*** GIVEN PASSAGE ***

Plot PIP calibration

In [ ]:
# Calibration plot
[pip_calibration_2 (PIP calibration plot)]
depends: R_library('cowplot'), executable('convert')
output: f'{_input:n}.png'
R: expand = '${ }', workdir = cwd
    library(ggplot2)
    library(cowplot)
    rename = list('mnm_oracle+oracle' = 'Oracle prior and residual', 'mnm_oracle+flash' = 'Oracle prior', 'mnm_naive+oracle' = 'Default prior oracle residual', 
                  'mnm_naive+flash' = 'Default prior', 'mnm_ed+oracle' = 'ED prior oracle residual', 'mnm_ed+flash' = 'ED prior', 'mnm_teem+oracle' = 'TEEM prior oracle residual', 'mnm_teem+flash' = 'TEEM prior', 
                  'mnm_ed_max10+oracle' = 'ED prior oracle residual (10 iter)', 'mnm_ed_max10+flash' = 'ED prior (10 iter)',
                  'mnm_identity+oracle' = 'Random effects prior oracle residual', 'mnm_identity+flash' = 'Random effects prior',
                  'mnm_shared+oracle' = 'Fixed effect prior oracle residual', 'mnm_shared+flash' = 'Fixed effect prior', atlasqtl = 'atlasqtl', susie = 'SuSiE',
                  "mnm_rss_naive_corZ+nullz" = "RSS default prior", "mnm_rss_ed_corZ+nullz" = "RSS ED prior", "mnm_rss_oracle+oracle" = "RSS oracle prior and residual",
                  "mnm_rss_oracle+identity" = "RSS oracle prior and diag residual", "mnm_rss_shared_corZ+nullz" = "RSS fixed effect prior", "mnm_rss_oracle+nullz" = "RSS oracle prior",
                  "mnm_rss_oracle+corY" = "RSS oracle prior and unit-specific residual")

***

**EXERCISES**
#1 Could you restate the PIP calibration code from "Plot PIP calibration" up to and including "library(cowplot)", substituting "patchwork" for "cowplot"?
#2 Can you condense the code cell in the PIP calibration code that begins "# Calibration plot" into a short list of its main facts?
#3 Which display labels in the PIP calibration code's rename list begin with "RSS"?

*** DATASET RECORDS ***

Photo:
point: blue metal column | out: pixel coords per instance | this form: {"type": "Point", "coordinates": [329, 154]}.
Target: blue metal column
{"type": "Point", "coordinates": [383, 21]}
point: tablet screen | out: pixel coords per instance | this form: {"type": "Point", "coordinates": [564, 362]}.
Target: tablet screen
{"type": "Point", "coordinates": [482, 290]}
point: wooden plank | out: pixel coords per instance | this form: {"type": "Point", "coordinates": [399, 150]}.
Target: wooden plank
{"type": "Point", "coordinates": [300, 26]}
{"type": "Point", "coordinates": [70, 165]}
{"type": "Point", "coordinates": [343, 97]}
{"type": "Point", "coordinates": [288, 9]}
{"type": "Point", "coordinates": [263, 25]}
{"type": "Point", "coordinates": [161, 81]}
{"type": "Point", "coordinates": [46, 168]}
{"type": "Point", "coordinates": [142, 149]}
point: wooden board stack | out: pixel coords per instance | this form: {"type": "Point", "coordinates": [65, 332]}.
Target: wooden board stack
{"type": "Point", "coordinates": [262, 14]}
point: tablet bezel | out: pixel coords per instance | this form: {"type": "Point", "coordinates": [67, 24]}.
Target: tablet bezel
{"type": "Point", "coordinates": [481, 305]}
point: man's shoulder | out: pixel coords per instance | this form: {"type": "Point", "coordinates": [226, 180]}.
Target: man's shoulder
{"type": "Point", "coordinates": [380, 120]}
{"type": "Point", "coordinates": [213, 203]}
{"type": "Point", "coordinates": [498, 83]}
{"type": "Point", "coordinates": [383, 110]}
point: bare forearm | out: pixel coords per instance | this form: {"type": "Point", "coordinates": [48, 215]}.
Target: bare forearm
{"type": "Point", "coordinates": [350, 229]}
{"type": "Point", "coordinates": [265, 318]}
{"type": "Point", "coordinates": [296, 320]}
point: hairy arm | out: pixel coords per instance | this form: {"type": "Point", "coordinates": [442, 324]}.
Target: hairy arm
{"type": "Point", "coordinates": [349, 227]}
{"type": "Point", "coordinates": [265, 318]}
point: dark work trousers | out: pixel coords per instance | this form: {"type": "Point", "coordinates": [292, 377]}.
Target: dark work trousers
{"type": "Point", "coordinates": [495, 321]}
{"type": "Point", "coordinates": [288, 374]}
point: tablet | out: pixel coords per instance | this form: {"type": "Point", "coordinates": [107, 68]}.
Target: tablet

***

**RESPONSES IN ORDER**
#1
Plot PIP calibration

In [ ]:
# Calibration plot
[pip_calibration_2 (PIP calibration plot)]
depends: R_library('patchwork'), executable('convert')
output: f'{_input:n}.png'
R: expand = '${ }', workdir = cwd
    library(ggplot2)
    library(patchwork)

#2
- Step: pip_calibration_2, titled "PIP calibration plot"
- Dependencies: the R library cowplot and the executable convert
- Output: a PNG file named from the input (f'{_input:n}.png')
- R block settings: expand = '${ }', workdir = cwd
- Libraries loaded: ggplot2 and cowplot
- A rename list maps method identifiers to display labels, such as 'mnm_oracle+oracle' to "Oracle prior and residual", 'mnm_naive+flash' to "Default prior", susie to "SuSiE", atlasqtl to "atlasqtl", and the mnm_rss variants to labels beginning with "RSS"

#3
- RSS default prior
- RSS ED prior
- RSS oracle prior and residual
- RSS oracle prior and diag residual
- RSS fixed effect prior
- RSS oracle prior
- RSS oracle prior and unit-specific residual